COMPLETE THE FOLLOWING:
• a. Answer these questions from the article on Chinese stocks and the Hong Kong protests, one line each, marked (i), (ii), (iii):
(i) How far did the iShares China Large-Cap ETF (FXI) slide over the past five trading sessions?
(ii) How many people had Hong Kong police arrested since the protests began, according to their Sept. 29 statement?
(iii) What move by the Chinese government were the protesters objecting to?
• b. In the article on Chinese stocks and the Hong Kong protests, recast the paragraph beginning "That premise can be seen" as a short list that keeps its main facts.
• c. Pick up the article on Chinese stocks and the Hong Kong protests where it stops and write what comes next.

EXCERPT PROVIDED:
Revolution isn’t good for the stock market.
That premise can be seen in the recent selloff in Chinese stocks, as the benchmark ETF in the region — the iShares China Large-Cap ETF (FXI) — has slid 6.3% over the past five trading sessions. Other major Chinese ETFs also were down, including the SPDR S&P China ETF (GXC), off 4%, the Guggenheim China Technology ETF (CQQQ), similarly down 4.6%, the iShares MSCI China ETF (MCHI), off 4.5%, and the PowerShares Golden Dragon Halter China (PGJ), which sank 3.8%.
Of course, revolution isn’t quite what’s happening in the streets of Hong Kong right now.
In fact, the rather tame protests — over the Chinese government’s move to permit only Beijing-approved candidates to be eligible for election in Hong Kong’s 2017 election for the post of chief executive (think big city US mayor) — have a lot of people voicing their discontent in the streets, but there hasn’t been any actual reports of blood.
Yes, there have been arrests, and according to mainstream media reports, Hong Kong police said Sept. 29 that they had arrested 89 people since protests began. Those arrests include forcible entry, disorderly conduct and obstructing police.
A disruptive force? Yes. Revolutionary? Hardly.

EXCERPTED RECORDS:
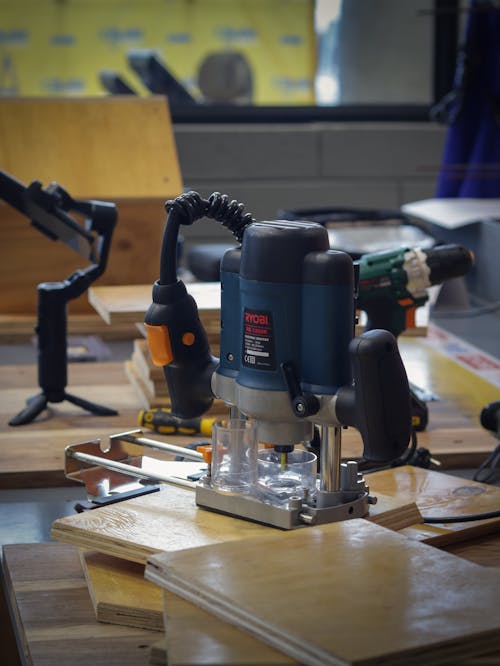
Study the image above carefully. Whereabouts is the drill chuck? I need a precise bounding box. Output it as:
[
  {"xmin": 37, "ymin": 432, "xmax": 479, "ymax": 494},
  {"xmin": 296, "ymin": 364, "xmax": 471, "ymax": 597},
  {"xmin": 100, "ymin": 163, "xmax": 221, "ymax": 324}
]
[{"xmin": 423, "ymin": 245, "xmax": 473, "ymax": 285}]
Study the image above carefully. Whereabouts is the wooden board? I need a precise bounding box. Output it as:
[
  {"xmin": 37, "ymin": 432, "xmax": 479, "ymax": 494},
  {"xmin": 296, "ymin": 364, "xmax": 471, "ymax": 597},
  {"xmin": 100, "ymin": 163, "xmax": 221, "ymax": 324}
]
[
  {"xmin": 0, "ymin": 358, "xmax": 217, "ymax": 488},
  {"xmin": 80, "ymin": 551, "xmax": 163, "ymax": 631},
  {"xmin": 0, "ymin": 339, "xmax": 495, "ymax": 488},
  {"xmin": 149, "ymin": 638, "xmax": 168, "ymax": 666},
  {"xmin": 51, "ymin": 486, "xmax": 272, "ymax": 564},
  {"xmin": 2, "ymin": 543, "xmax": 158, "ymax": 666},
  {"xmin": 146, "ymin": 519, "xmax": 500, "ymax": 666},
  {"xmin": 0, "ymin": 96, "xmax": 183, "ymax": 315},
  {"xmin": 164, "ymin": 586, "xmax": 297, "ymax": 666},
  {"xmin": 0, "ymin": 95, "xmax": 182, "ymax": 199},
  {"xmin": 366, "ymin": 466, "xmax": 500, "ymax": 548},
  {"xmin": 88, "ymin": 282, "xmax": 220, "ymax": 324}
]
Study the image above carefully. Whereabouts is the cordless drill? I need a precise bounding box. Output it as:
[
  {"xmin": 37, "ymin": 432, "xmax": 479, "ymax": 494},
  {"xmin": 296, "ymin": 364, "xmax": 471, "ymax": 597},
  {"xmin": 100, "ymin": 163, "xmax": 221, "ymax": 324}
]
[{"xmin": 357, "ymin": 245, "xmax": 472, "ymax": 430}]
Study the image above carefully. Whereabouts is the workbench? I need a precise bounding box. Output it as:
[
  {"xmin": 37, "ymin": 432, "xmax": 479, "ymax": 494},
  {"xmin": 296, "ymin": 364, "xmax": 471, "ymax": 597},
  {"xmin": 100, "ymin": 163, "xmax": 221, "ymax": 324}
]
[
  {"xmin": 0, "ymin": 326, "xmax": 500, "ymax": 489},
  {"xmin": 0, "ymin": 320, "xmax": 500, "ymax": 664}
]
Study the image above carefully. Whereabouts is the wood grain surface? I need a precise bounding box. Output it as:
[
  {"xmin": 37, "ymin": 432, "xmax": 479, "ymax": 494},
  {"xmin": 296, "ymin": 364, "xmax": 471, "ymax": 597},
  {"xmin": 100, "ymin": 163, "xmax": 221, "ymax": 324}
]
[
  {"xmin": 146, "ymin": 519, "xmax": 500, "ymax": 665},
  {"xmin": 51, "ymin": 486, "xmax": 273, "ymax": 564},
  {"xmin": 0, "ymin": 543, "xmax": 158, "ymax": 666},
  {"xmin": 80, "ymin": 551, "xmax": 163, "ymax": 631},
  {"xmin": 51, "ymin": 467, "xmax": 500, "ymax": 563},
  {"xmin": 88, "ymin": 282, "xmax": 220, "ymax": 324},
  {"xmin": 0, "ymin": 95, "xmax": 182, "ymax": 200},
  {"xmin": 0, "ymin": 96, "xmax": 183, "ymax": 315},
  {"xmin": 164, "ymin": 586, "xmax": 298, "ymax": 666},
  {"xmin": 0, "ymin": 338, "xmax": 496, "ymax": 488}
]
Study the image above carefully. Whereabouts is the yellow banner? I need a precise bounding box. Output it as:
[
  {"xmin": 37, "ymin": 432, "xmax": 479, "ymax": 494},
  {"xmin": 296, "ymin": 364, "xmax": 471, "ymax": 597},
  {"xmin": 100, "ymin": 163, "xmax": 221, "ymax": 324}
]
[{"xmin": 0, "ymin": 0, "xmax": 316, "ymax": 104}]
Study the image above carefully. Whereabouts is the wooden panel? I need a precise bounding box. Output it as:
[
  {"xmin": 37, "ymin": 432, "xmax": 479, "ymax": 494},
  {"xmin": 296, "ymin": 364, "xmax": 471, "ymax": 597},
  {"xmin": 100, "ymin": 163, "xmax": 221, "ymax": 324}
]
[
  {"xmin": 0, "ymin": 96, "xmax": 182, "ymax": 314},
  {"xmin": 0, "ymin": 197, "xmax": 165, "ymax": 315},
  {"xmin": 0, "ymin": 358, "xmax": 217, "ymax": 488},
  {"xmin": 51, "ymin": 467, "xmax": 500, "ymax": 562},
  {"xmin": 164, "ymin": 588, "xmax": 297, "ymax": 666},
  {"xmin": 80, "ymin": 551, "xmax": 163, "ymax": 631},
  {"xmin": 2, "ymin": 543, "xmax": 158, "ymax": 666},
  {"xmin": 0, "ymin": 96, "xmax": 182, "ymax": 199},
  {"xmin": 146, "ymin": 519, "xmax": 500, "ymax": 665},
  {"xmin": 367, "ymin": 466, "xmax": 500, "ymax": 548},
  {"xmin": 89, "ymin": 282, "xmax": 220, "ymax": 327},
  {"xmin": 0, "ymin": 350, "xmax": 494, "ymax": 492},
  {"xmin": 51, "ymin": 486, "xmax": 273, "ymax": 563}
]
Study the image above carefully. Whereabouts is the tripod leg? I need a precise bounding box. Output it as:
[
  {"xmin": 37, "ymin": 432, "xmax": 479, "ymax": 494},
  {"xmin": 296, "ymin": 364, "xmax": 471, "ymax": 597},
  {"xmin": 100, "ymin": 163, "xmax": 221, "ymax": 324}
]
[
  {"xmin": 64, "ymin": 393, "xmax": 118, "ymax": 416},
  {"xmin": 9, "ymin": 393, "xmax": 48, "ymax": 425}
]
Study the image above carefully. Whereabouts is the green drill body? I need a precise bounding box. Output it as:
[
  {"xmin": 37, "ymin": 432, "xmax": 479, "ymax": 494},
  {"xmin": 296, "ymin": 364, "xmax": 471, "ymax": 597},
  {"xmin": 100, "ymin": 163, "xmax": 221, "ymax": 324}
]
[{"xmin": 357, "ymin": 248, "xmax": 432, "ymax": 337}]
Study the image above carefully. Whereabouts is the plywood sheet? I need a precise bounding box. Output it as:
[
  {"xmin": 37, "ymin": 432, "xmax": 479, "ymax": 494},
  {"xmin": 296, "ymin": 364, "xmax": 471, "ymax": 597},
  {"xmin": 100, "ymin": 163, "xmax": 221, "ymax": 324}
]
[
  {"xmin": 51, "ymin": 486, "xmax": 273, "ymax": 563},
  {"xmin": 52, "ymin": 467, "xmax": 500, "ymax": 562},
  {"xmin": 0, "ymin": 96, "xmax": 182, "ymax": 199},
  {"xmin": 89, "ymin": 282, "xmax": 220, "ymax": 324},
  {"xmin": 0, "ymin": 543, "xmax": 158, "ymax": 666},
  {"xmin": 80, "ymin": 551, "xmax": 163, "ymax": 631},
  {"xmin": 366, "ymin": 466, "xmax": 500, "ymax": 546},
  {"xmin": 164, "ymin": 587, "xmax": 297, "ymax": 666},
  {"xmin": 146, "ymin": 519, "xmax": 500, "ymax": 666}
]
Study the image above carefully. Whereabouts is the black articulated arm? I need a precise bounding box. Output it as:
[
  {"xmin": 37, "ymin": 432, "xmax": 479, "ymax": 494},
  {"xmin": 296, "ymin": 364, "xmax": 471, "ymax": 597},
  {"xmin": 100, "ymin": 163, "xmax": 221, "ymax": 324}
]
[
  {"xmin": 145, "ymin": 192, "xmax": 254, "ymax": 418},
  {"xmin": 336, "ymin": 329, "xmax": 411, "ymax": 462}
]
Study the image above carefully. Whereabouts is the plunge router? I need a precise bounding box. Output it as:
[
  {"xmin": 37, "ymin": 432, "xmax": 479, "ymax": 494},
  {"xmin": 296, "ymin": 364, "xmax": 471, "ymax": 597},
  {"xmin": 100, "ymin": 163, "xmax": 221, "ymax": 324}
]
[{"xmin": 145, "ymin": 192, "xmax": 411, "ymax": 529}]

ANSWERS TO EACH TASK:
• a.
(i) It slid 6.3%.
(ii) They had arrested 89 people.
(iii) The move to permit only Beijing-approved candidates to be eligible for election in Hong Kong's 2017 election for chief executive.

• b.
The recent selloff in Chinese stocks shows the premise. Declines in major Chinese ETFs:
- iShares China Large-Cap ETF (FXI), the region's benchmark: down 6.3% over the past five trading sessions
- Guggenheim China Technology ETF (CQQQ): down 4.6%
- iShares MSCI China ETF (MCHI): down 4.5%
- SPDR S&P China ETF (GXC): down 4%
- PowerShares Golden Dragon Halter China (PGJ): down 3.8%

• c.
Ironically, the selling in Chinese stocks in reaction to Hong Kong protests can be viewed, in my opinion, as a sort of metaphoric “blood in the streets” buying opportunity.
Most investors are likely familiar with this old adage, which was originally stated by the famed 18th-century British nobleman and Rothschild banking heir Baron Rothschild. Buying when there’s blood in the streets was Rothschild’s formula for investing success, and though I’m no fan of elite British banking cartel members, I am a fan of borrowing this premise to buy quality stocks and ETFs when they’re selling at a discount.
The recent protest-inspired selling in Chinese ETFs such as FXI, GXC, CQQQ, MCHI and PGJ now have given patient investors an attractive entry price by which to make money over the long term, as buying now could allow you to cash in on a China rebound in the months and years to come.
Although the China growth story has been the subject of much criticism and skepticism this year, the fact is that even if China’s economy only achieves a World Bank-lowered 7.6% expansion rate for the year, this growth would still be more than sufficient to avoid any dreaded “hard landing” scenario in the second-largest economy in the world.
Moreover, even if the growth data slides, and especially if other important economic metrics such as the nation’s manufacturing PMI begin to show signs of a slowing, Chinese policymakers aren’t going to sit idly by and do nothing.
The smart money knows that Chinese officials won’t hesitate to inject more monetary stimulus into the economy in order to combat any economic slowing. The big injection of capital from the People’s Bank of China (PBOC) was largely responsible for the Chinese stock boom post-financial crisis. That move saw FXI spike nearly 90% from March 2009 through December 2010. And while that kind of surge isn’t likely again for Chinese ETFs, more stimulus from the PBOC certainly is China equity bullish.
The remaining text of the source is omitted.